Directions: Take the listing and print it in full, exactly as given.

··· Records for the task ···

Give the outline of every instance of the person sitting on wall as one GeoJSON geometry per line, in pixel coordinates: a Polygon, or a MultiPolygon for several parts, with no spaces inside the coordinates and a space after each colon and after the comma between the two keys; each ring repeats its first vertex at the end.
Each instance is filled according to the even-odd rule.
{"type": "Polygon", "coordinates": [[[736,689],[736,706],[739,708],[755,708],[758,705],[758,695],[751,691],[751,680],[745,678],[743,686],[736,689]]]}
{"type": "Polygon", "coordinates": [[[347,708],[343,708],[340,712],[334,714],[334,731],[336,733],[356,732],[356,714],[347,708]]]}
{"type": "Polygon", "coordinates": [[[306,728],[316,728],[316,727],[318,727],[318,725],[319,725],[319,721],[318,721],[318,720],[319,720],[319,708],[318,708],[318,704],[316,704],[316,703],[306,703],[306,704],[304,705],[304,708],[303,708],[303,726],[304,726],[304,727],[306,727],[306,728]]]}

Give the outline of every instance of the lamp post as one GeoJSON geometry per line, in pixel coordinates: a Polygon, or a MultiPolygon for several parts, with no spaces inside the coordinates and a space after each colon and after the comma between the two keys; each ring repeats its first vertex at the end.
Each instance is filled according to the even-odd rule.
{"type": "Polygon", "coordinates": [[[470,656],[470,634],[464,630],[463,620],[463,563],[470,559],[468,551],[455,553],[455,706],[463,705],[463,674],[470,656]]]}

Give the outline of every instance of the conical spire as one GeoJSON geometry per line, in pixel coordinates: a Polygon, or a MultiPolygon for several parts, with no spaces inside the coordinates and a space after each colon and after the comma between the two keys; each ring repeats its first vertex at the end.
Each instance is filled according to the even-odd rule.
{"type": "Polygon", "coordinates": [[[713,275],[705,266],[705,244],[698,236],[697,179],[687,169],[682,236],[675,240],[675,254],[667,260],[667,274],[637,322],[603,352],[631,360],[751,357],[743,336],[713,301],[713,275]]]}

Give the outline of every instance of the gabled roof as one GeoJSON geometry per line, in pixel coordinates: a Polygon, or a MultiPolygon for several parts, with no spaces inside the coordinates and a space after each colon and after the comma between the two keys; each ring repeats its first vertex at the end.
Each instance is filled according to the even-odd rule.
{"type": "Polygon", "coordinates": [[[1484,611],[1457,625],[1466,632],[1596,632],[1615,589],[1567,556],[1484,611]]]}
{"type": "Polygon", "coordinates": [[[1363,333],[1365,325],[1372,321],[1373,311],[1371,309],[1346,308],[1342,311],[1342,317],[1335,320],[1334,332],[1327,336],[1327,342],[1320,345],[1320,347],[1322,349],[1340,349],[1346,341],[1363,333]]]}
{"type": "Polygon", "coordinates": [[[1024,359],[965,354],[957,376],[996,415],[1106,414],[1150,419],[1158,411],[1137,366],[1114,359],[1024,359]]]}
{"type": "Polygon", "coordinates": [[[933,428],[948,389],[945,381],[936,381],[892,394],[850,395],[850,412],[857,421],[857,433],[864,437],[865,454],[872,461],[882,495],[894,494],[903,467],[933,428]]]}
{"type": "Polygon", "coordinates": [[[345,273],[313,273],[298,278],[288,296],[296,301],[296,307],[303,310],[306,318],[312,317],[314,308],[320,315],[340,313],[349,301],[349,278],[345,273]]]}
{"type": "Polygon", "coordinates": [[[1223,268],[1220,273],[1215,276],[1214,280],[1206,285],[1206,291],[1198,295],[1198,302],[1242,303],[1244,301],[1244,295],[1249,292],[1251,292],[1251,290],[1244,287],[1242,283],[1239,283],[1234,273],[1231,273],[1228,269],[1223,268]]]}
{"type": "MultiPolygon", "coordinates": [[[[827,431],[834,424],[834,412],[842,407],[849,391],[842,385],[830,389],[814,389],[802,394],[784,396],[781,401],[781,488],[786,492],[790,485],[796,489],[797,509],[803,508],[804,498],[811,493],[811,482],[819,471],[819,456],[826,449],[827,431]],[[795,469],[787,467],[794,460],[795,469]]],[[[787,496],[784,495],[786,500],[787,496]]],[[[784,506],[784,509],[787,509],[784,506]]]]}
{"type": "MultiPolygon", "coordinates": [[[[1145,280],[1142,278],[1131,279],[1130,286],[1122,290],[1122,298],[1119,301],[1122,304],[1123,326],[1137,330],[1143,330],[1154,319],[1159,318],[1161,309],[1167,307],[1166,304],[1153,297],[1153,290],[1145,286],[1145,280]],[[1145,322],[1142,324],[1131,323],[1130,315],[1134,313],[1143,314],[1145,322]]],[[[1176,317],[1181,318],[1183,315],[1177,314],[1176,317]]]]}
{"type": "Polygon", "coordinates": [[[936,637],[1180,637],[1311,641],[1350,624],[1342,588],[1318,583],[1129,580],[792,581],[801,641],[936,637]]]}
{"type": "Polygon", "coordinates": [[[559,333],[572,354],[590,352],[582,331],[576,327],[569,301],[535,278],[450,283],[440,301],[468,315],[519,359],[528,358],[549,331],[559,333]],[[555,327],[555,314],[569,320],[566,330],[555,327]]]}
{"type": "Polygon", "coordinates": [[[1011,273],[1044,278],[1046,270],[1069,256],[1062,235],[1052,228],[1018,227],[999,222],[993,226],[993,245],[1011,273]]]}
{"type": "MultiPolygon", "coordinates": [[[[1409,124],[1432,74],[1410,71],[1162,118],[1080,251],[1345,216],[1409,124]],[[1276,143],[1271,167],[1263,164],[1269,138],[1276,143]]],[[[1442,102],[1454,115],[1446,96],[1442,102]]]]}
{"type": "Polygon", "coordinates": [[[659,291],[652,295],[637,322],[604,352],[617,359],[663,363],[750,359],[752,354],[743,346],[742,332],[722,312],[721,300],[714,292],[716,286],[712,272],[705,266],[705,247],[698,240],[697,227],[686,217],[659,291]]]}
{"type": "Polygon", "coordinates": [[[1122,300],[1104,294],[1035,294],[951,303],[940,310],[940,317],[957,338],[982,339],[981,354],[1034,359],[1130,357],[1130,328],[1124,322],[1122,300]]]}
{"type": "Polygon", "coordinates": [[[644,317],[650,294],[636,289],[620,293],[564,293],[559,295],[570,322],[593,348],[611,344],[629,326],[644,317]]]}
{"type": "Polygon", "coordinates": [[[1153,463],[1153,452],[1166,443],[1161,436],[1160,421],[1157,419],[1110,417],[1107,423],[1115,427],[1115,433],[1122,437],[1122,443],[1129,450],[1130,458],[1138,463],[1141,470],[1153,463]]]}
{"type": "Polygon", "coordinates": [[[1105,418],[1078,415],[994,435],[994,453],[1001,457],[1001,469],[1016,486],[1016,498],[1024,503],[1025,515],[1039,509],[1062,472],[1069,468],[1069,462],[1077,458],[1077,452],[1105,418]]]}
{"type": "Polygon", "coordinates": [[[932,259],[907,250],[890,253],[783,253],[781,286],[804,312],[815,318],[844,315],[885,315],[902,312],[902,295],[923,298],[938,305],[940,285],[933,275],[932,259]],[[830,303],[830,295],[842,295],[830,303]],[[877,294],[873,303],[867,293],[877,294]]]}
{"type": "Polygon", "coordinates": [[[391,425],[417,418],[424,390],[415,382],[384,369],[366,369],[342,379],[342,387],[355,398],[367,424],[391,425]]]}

···

Answer to the exercise:
Give the outline of every instance of the person sitting on wall as one GeoJSON geometry per line, in pixel coordinates: a Polygon, or a MultiPolygon for several parts, with no spaces inside the coordinates and a space after each colon and after the comma between the two keys; each ring repeats its first vertex at the end.
Each instance is filled according to the even-odd rule.
{"type": "Polygon", "coordinates": [[[736,689],[736,706],[739,708],[755,708],[758,705],[758,695],[751,691],[751,680],[745,678],[743,686],[736,689]]]}
{"type": "Polygon", "coordinates": [[[347,708],[343,708],[340,712],[334,714],[334,731],[336,733],[356,732],[356,714],[347,708]]]}
{"type": "Polygon", "coordinates": [[[306,728],[316,728],[316,727],[318,727],[318,725],[319,725],[319,721],[318,721],[318,720],[319,720],[319,708],[318,708],[318,704],[316,704],[316,703],[306,703],[306,704],[304,705],[304,708],[303,708],[303,726],[304,726],[304,727],[306,727],[306,728]]]}

Give the outline of every instance of the lamp post as one GeoJSON geometry per line, in pixel coordinates: a Polygon, or a MultiPolygon for several parts, with no spaces inside the coordinates and a space after each colon and after the comma between the two keys; each ring repeats its first vertex at the end.
Each instance is filled according to the even-odd rule.
{"type": "Polygon", "coordinates": [[[470,656],[470,634],[464,630],[463,620],[463,563],[470,559],[468,551],[455,553],[455,706],[463,705],[463,674],[470,656]]]}

Give the outline of every instance of the conical spire as one GeoJSON geometry per line, in pixel coordinates: a Polygon, or a MultiPolygon for several parts, with no spaces inside the coordinates and a space after each colon and after the comma between the two keys; each ring repeats its first vertex at the end.
Each instance is filled according to the even-odd rule.
{"type": "Polygon", "coordinates": [[[713,275],[705,266],[705,244],[698,236],[697,179],[687,169],[682,236],[675,240],[675,254],[667,260],[667,274],[637,322],[603,352],[631,360],[751,357],[743,336],[713,301],[713,275]]]}

Give the outline of every instance of the gabled roof as one GeoJSON geometry per line, in pixel coordinates: a Polygon, or a MultiPolygon for several parts, with no spaces inside the coordinates and a space after each colon and after the comma between the two keys; each ring repeats its first vertex at the end.
Each instance is filled according to the even-odd rule.
{"type": "Polygon", "coordinates": [[[1484,611],[1457,625],[1466,632],[1596,632],[1615,589],[1567,556],[1484,611]]]}
{"type": "Polygon", "coordinates": [[[1363,333],[1365,325],[1372,321],[1373,311],[1371,309],[1346,308],[1342,311],[1342,317],[1335,320],[1334,332],[1327,336],[1327,342],[1320,345],[1320,347],[1322,349],[1340,349],[1346,341],[1363,333]]]}
{"type": "Polygon", "coordinates": [[[1024,359],[965,354],[957,376],[996,415],[1106,414],[1150,419],[1158,411],[1137,366],[1114,359],[1024,359]]]}
{"type": "Polygon", "coordinates": [[[933,428],[948,389],[945,381],[936,381],[892,394],[850,395],[850,412],[857,421],[857,433],[864,437],[865,454],[872,461],[882,495],[894,494],[903,467],[933,428]]]}
{"type": "Polygon", "coordinates": [[[345,273],[313,273],[298,278],[288,296],[296,301],[296,307],[303,310],[306,318],[312,317],[314,308],[320,315],[340,313],[349,301],[349,278],[345,273]]]}
{"type": "Polygon", "coordinates": [[[1223,268],[1220,273],[1215,276],[1214,280],[1206,285],[1206,291],[1198,295],[1198,302],[1242,303],[1244,301],[1244,295],[1249,292],[1251,292],[1251,290],[1244,287],[1242,283],[1239,283],[1234,273],[1231,273],[1228,269],[1223,268]]]}
{"type": "MultiPolygon", "coordinates": [[[[827,431],[834,424],[834,412],[842,407],[849,391],[842,385],[830,389],[814,389],[802,394],[784,396],[781,401],[781,488],[786,492],[790,485],[796,489],[797,509],[803,508],[804,498],[811,493],[811,482],[819,471],[819,456],[826,449],[827,431]],[[795,469],[787,467],[794,460],[795,469]]],[[[787,496],[784,495],[786,500],[787,496]]],[[[784,506],[784,509],[787,509],[784,506]]]]}
{"type": "MultiPolygon", "coordinates": [[[[1145,280],[1142,278],[1131,279],[1130,286],[1122,290],[1122,298],[1119,301],[1122,304],[1123,326],[1137,330],[1143,330],[1154,319],[1159,318],[1161,309],[1167,307],[1166,304],[1153,297],[1153,290],[1145,286],[1145,280]],[[1145,322],[1142,324],[1131,323],[1130,315],[1134,313],[1143,314],[1145,322]]],[[[1176,317],[1181,318],[1183,315],[1177,314],[1176,317]]]]}
{"type": "Polygon", "coordinates": [[[936,637],[1180,637],[1311,641],[1350,624],[1342,588],[1318,583],[1129,580],[792,581],[801,641],[936,637]]]}
{"type": "Polygon", "coordinates": [[[559,333],[572,354],[590,352],[582,331],[576,327],[569,301],[535,278],[450,283],[440,301],[468,315],[519,359],[528,358],[549,331],[559,333]],[[555,327],[555,314],[569,320],[566,330],[555,327]]]}
{"type": "Polygon", "coordinates": [[[1011,273],[1044,278],[1046,270],[1069,256],[1062,235],[1052,228],[1018,227],[999,222],[993,226],[993,245],[1011,273]]]}
{"type": "MultiPolygon", "coordinates": [[[[1409,124],[1432,74],[1410,71],[1162,118],[1080,251],[1345,216],[1409,124]],[[1276,143],[1271,167],[1263,164],[1269,138],[1276,143]]],[[[1442,102],[1454,115],[1446,96],[1442,102]]]]}
{"type": "Polygon", "coordinates": [[[659,291],[652,295],[637,322],[604,352],[617,359],[663,363],[750,359],[752,354],[743,346],[742,332],[722,312],[721,300],[714,292],[716,286],[712,272],[705,266],[705,247],[698,240],[697,227],[686,217],[659,291]]]}
{"type": "Polygon", "coordinates": [[[1122,300],[1104,294],[1035,294],[951,303],[940,310],[940,317],[957,338],[982,339],[981,354],[1034,359],[1130,357],[1130,328],[1124,322],[1122,300]]]}
{"type": "Polygon", "coordinates": [[[644,317],[650,294],[636,289],[620,293],[564,293],[559,295],[570,322],[593,348],[611,344],[629,326],[644,317]]]}
{"type": "Polygon", "coordinates": [[[1153,463],[1153,452],[1166,443],[1161,436],[1160,421],[1157,419],[1110,417],[1107,423],[1115,427],[1115,433],[1122,437],[1122,443],[1129,450],[1130,458],[1138,463],[1141,470],[1153,463]]]}
{"type": "Polygon", "coordinates": [[[1105,418],[1078,415],[994,435],[994,453],[1001,457],[1001,469],[1016,486],[1016,498],[1024,503],[1025,515],[1039,509],[1062,472],[1069,468],[1069,462],[1077,458],[1077,452],[1105,418]]]}
{"type": "Polygon", "coordinates": [[[932,259],[907,250],[890,253],[783,253],[781,286],[804,312],[815,318],[844,315],[885,315],[902,312],[902,295],[923,298],[938,305],[940,285],[933,275],[932,259]],[[830,303],[830,295],[842,295],[830,303]],[[877,294],[873,303],[867,293],[877,294]]]}
{"type": "Polygon", "coordinates": [[[391,425],[417,418],[424,390],[415,382],[384,369],[366,369],[342,379],[342,387],[355,398],[367,424],[391,425]]]}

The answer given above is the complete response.